JOB 1: Pull out every line of the listing below that contains the word "roof".
━━━━━ EXTRACT PROVIDED ━━━━━
To find this gap, we first need to lay out all the topics around our area of research. The research gap will be almost directly visible in the diagram. We will use Draw.IO, one of the best tools for making diagrams. The main reasons I prefer it over others (especially online tools):

  • Your diagram is inside an editable image. You can embed it into your notes, edit it later and have all the notes updated.
  • It is complex enough to allow for any layouts (unlike, for example, Scrintal, Obsidian Canvas or Heptabase).
  • It is free and runs offline, making it pretty fast. You can synchronize all your work in the cloud using it in combination with Google Drive or Obsidian Sync.

Visualizing your research

We need to zoom out to see research gaps or connections. Let’s look at the result and see why this is a good idea before getting into the tutorial and exploring how to do it. Here is a video of a complex research topic that I have been exploring.

  • Each color and shape has a meaning
  • Different arrow colors/shapes also have meanings.
  • There are a lot of annotations referring to papers, e.g. “Doak 2010.”
  • There is a logical flow from left to right (which is not always the case).

This example summarizes a month’s worth of reading (just note how many papers there are). This means that what you read in a month fits into a relatively small overview. Now, I can access my entire reading in a few seconds. Visual diagrams like this give you massive amounts of information, improving memory and synthesis skills.

Here is another static example from a different domain. Notice the same ideas here as well: Dozens of papers are usually associated with connections, as connections are the research gaps, and thus, publications will always be related to connections in these diagrams.

The key to using visual thinking effectively is to develop a language and keep refining it until you can express everything your research requires. This language will be personal and work only for your domain. We will create our language step-by-step. To get an idea, here is the legend I used for the diagram above:

While it looks complicated now, it started with a few simple elements. Over time, more and more connections and node types have joined. You might already get the idea of how to spot the research gap: Find two unconnected elements and think of a possible new connection between them. Once you have mapped out all connections in the literature, any new and feasible connection will be a research gap. It will be almost obvious to spot. The work is in creating these diagrams. Luckily, making them is a straightforward step-by-step process requiring little thinking. We effectively broke down the enormous task of finding the research gap into a series of small (and enjoyable) steps!

Getting started with Draw.io

DrawIO is a free tool that you can access online at https://www.drawio.com/. I recommend downloading the tool and using it offline.

After downloading, you can create a new diagram. To embed this diagram into Obsidian (and many other tools), use the SVG (or PNG) format. The difference is that SVG is a vector format, which means your images can be scaled up without losing any quality.
━━━━━ RECORDS FOR THE TASK ━━━━━
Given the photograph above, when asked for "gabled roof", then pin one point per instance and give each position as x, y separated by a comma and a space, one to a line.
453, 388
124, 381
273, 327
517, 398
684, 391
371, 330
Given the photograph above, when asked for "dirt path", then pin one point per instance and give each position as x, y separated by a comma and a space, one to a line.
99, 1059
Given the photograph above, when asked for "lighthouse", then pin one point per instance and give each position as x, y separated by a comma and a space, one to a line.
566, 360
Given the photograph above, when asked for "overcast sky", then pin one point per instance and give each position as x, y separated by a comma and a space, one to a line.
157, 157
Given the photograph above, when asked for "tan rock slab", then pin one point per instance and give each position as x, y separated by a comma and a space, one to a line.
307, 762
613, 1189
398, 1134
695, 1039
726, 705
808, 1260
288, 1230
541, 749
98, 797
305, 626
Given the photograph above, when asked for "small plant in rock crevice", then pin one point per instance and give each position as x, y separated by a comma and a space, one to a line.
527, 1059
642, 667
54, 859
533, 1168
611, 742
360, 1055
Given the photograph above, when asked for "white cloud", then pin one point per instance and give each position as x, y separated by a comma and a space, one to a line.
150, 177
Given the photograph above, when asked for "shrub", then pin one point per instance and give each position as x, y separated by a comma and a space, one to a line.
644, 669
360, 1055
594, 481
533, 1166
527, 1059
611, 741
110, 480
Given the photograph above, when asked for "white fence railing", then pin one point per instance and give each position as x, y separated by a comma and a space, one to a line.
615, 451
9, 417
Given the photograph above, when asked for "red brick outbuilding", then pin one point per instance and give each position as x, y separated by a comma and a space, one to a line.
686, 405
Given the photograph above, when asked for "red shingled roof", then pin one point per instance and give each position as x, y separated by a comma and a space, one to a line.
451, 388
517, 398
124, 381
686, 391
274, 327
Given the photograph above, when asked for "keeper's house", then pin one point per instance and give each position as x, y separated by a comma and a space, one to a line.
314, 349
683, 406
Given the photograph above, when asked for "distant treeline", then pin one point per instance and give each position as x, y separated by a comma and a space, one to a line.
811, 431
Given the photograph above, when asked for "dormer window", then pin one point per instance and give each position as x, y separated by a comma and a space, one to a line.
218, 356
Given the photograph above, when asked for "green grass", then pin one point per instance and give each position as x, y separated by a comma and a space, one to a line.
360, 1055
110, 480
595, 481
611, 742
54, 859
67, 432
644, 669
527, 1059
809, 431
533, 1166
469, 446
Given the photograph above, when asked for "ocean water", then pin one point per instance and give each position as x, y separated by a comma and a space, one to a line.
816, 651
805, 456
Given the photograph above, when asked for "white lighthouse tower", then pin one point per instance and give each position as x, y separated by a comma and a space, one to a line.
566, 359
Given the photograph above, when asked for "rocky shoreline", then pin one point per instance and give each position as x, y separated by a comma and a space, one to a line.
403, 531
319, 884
━━━━━
JOB 2: In the extract on research diagrams, which two file formats are recommended for embedding a Draw.io diagram into Obsidian?

EXERCISE RESULT 1:
Given the photograph above, when asked for "gabled roof", then pin one point per instance and give each position as x, y separated by a comma and a space, one to a line.
Given the photograph above, when asked for "red shingled roof", then pin one point per instance and give each position as x, y separated by a comma and a space, one to a line.

EXERCISE RESULT 2: SVG or PNG.